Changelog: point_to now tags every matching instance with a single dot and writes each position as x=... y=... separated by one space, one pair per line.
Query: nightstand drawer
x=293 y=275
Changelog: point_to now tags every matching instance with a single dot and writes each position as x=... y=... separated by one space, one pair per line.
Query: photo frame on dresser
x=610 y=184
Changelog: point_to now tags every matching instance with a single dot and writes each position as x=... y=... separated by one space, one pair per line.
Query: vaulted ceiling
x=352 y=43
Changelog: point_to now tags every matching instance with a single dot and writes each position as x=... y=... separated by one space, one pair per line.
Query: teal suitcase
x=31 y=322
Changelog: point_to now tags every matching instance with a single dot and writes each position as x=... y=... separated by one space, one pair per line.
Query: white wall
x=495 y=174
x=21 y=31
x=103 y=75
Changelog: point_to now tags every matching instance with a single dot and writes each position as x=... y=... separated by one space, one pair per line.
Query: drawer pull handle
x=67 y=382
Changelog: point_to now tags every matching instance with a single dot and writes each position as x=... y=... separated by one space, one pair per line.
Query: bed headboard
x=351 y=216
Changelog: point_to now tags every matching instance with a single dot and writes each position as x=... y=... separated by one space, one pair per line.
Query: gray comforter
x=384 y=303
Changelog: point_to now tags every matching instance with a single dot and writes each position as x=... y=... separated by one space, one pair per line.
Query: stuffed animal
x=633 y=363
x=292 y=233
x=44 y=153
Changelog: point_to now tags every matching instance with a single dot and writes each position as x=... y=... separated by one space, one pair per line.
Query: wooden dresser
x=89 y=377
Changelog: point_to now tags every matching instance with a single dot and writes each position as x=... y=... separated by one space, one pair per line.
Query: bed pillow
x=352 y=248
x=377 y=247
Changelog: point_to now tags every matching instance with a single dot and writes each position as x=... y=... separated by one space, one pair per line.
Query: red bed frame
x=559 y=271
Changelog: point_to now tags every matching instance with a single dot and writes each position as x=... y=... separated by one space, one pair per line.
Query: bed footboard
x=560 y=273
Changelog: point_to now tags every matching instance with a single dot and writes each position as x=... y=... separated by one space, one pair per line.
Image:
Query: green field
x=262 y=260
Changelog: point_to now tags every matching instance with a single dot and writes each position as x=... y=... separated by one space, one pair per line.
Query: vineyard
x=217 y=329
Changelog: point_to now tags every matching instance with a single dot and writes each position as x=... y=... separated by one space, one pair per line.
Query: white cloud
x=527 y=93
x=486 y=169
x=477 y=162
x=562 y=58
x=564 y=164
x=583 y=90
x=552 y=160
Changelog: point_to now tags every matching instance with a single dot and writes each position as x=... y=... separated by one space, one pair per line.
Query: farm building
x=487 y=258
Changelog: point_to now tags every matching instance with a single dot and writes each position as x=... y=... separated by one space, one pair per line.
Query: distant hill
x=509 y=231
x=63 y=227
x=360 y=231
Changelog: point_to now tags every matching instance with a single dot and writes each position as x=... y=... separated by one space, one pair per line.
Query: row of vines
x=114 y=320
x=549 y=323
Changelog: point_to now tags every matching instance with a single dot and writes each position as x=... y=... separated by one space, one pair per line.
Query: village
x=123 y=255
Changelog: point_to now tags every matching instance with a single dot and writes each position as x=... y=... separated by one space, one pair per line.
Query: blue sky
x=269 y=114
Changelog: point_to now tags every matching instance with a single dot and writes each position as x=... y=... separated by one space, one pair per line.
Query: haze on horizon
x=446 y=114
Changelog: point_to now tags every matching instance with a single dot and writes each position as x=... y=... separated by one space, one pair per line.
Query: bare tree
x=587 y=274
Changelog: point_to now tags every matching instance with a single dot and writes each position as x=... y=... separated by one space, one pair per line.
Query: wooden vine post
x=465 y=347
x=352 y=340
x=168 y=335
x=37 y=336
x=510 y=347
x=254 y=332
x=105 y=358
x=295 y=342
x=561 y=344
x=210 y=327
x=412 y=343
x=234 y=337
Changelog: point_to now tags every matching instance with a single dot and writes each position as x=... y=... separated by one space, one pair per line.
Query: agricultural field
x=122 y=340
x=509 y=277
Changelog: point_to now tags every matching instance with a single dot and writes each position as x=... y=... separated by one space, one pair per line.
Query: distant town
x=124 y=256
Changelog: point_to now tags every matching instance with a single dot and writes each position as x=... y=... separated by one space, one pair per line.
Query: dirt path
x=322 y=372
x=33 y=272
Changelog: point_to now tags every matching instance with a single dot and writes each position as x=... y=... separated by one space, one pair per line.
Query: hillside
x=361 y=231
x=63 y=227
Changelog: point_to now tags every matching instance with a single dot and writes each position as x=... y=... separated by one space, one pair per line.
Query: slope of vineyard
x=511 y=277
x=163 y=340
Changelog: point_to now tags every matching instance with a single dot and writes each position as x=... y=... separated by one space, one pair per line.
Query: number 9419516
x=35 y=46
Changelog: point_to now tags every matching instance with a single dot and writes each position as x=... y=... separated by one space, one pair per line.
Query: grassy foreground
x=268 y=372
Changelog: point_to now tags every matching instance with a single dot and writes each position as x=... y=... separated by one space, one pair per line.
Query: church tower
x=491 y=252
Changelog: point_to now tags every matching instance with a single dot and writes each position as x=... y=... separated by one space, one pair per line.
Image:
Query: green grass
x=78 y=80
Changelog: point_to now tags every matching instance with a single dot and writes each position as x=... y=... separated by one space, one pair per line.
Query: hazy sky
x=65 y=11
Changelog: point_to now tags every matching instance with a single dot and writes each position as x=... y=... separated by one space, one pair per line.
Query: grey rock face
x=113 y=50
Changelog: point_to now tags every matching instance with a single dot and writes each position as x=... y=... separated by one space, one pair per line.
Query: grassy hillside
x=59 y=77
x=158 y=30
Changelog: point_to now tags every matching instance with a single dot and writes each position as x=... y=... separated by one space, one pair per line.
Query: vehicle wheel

◇ ◇ ◇ ◇ ◇ ◇ ◇

Task requirements:
Return every line of the material above word for word, keeping the original order.

Answer to this exercise:
Changelog: point_to now tags every matching instance with a single dot and writes each position as x=... y=... separated by one space, one pair per line.
Query: nightstand drawer
x=293 y=275
Changelog: point_to now tags every matching instance with a single dot and writes each position as x=... y=... separated by one space, one pair per line.
Query: photo frame on dresser
x=610 y=184
Changelog: point_to now tags every matching instance with a single dot and writes each position as x=... y=... separated by one space, one pair per line.
Query: vaulted ceiling
x=352 y=43
Changelog: point_to now tags every matching instance with a single dot and writes each position as x=... y=... separated by one space, one pair per line.
Query: teal suitcase
x=31 y=322
Changelog: point_to now tags every matching instance with a single dot and writes each position as x=... y=... separated by one space, one pair per line.
Query: white wall
x=495 y=174
x=21 y=31
x=103 y=75
Changelog: point_to now tags every matching instance with a single dot and writes each position as x=... y=... separated by one space, one pair per line.
Query: drawer pull handle
x=67 y=382
Changelog: point_to now tags every matching instance with a single dot and writes each position as x=... y=... separated by one space, one pair per line.
Query: bed headboard
x=351 y=216
Changelog: point_to now tags every matching instance with a single dot and writes each position as x=... y=... separated by one space, one pair per line.
Query: gray comforter
x=384 y=303
Changelog: point_to now tags every matching instance with a single dot and writes each position as x=... y=... separated by one space, one pair per line.
Query: stuffed animal
x=633 y=363
x=292 y=233
x=44 y=153
Changelog: point_to now tags every matching instance with a single dot and writes each position as x=... y=... separated by one space, one pair per line.
Query: wooden dresser
x=89 y=377
Changelog: point_to now tags every matching instance with a single dot and writes each position as x=... y=... separated by one space, one pair per line.
Query: bed pillow
x=352 y=248
x=377 y=247
Changelog: point_to now tags every matching instance with a single dot and writes each position as x=... y=... separated by one space, one pair per line.
Query: red bed frame
x=559 y=271
Changelog: point_to now tags every matching instance with a single dot and writes each position as x=... y=... separated by one space, one pair per line.
Query: bed footboard
x=560 y=273
Changelog: point_to now tags every matching instance with a single dot and writes each position as x=... y=... separated by one space, one pair per line.
Image:
Query: green field
x=262 y=260
Changelog: point_to now tags every matching instance with a single dot and writes each position as x=... y=... separated by one space, one pair per line.
Query: vineyard
x=217 y=329
Changelog: point_to now tags every matching instance with a single dot and writes each position as x=... y=... separated by one space, one pair per line.
Query: white cloud
x=527 y=93
x=486 y=169
x=477 y=162
x=562 y=58
x=564 y=164
x=583 y=90
x=552 y=160
Changelog: point_to now tags every matching instance with a single dot and writes each position as x=... y=... separated by one space, one pair per line.
Query: farm building
x=487 y=258
Changelog: point_to now tags every matching instance with a single dot and writes each position as x=... y=... separated by one space, one pair per line.
Query: distant hill
x=509 y=231
x=63 y=227
x=360 y=231
Changelog: point_to now tags every matching instance with a single dot and writes each position as x=... y=... separated by one space, one pair per line.
Query: row of vines
x=114 y=320
x=549 y=323
Changelog: point_to now tags every matching instance with a single dot and writes each position as x=... y=... separated by one space, one pair per line.
Query: village
x=123 y=255
Changelog: point_to now tags every matching instance with a single dot and writes each position as x=... y=... separated by one space, one pair per line.
Query: blue sky
x=269 y=114
Changelog: point_to now tags every matching instance with a single dot and writes each position as x=... y=... separated by one space, one pair per line.
Query: haze on horizon
x=446 y=114
Changelog: point_to now tags every matching instance with a single dot and writes each position as x=... y=... separated by one space, one pair per line.
Query: bare tree
x=587 y=274
Changelog: point_to now tags every matching instance with a single dot and writes each position as x=... y=... separated by one space, one pair per line.
Query: wooden vine post
x=465 y=347
x=352 y=340
x=168 y=335
x=37 y=336
x=510 y=347
x=254 y=332
x=105 y=358
x=295 y=342
x=561 y=344
x=210 y=327
x=412 y=343
x=234 y=337
Changelog: point_to now tags every matching instance with a single dot and writes each position as x=... y=... separated by one space, one pair per line.
Query: agricultural field
x=122 y=340
x=509 y=277
Changelog: point_to now tags every matching instance with a single dot and writes each position as x=... y=... separated by one space, one pair per line.
Query: distant town
x=124 y=256
Changelog: point_to now tags every matching instance with a single dot and writes each position as x=... y=... separated by one space, one pair per line.
Query: dirt path
x=322 y=372
x=33 y=272
Changelog: point_to now tags every matching instance with a single dot and writes each position as x=... y=... separated by one space, one pair per line.
Query: hillside
x=361 y=231
x=63 y=227
Changelog: point_to now tags every matching instance with a single dot and writes each position as x=... y=... separated by one space, one pair per line.
Query: slope of vineyard
x=511 y=277
x=163 y=340
Changelog: point_to now tags every matching instance with a single dot and writes each position as x=... y=... separated by one space, one pair per line.
Query: number 9419516
x=35 y=46
Changelog: point_to now tags every matching instance with a single dot and writes each position as x=... y=... separated by one space, one pair per line.
Query: grassy foreground
x=268 y=372
Changelog: point_to now tags every matching instance with a single dot and writes each position as x=... y=... separated by one space, one pair per line.
Query: church tower
x=491 y=252
Changelog: point_to now tags every matching instance with a single dot and writes each position as x=... y=... separated by one space, one pair per line.
Image:
Query: green grass
x=78 y=80
Changelog: point_to now tags every matching instance with a single dot and writes each position as x=... y=... separated by one space, one pair per line.
Query: hazy sky
x=65 y=11
Changelog: point_to now tags every matching instance with a single dot and writes each position as x=... y=... separated by one space, one pair per line.
Query: grey rock face
x=113 y=50
Changelog: point_to now tags every matching instance with a single dot and writes each position as x=... y=... separated by one space, one pair per line.
Query: grassy hillside
x=59 y=77
x=158 y=30
Changelog: point_to now tags every matching instance with a single dot and writes each position as x=... y=... separated by one space, one pair per line.
Query: vehicle wheel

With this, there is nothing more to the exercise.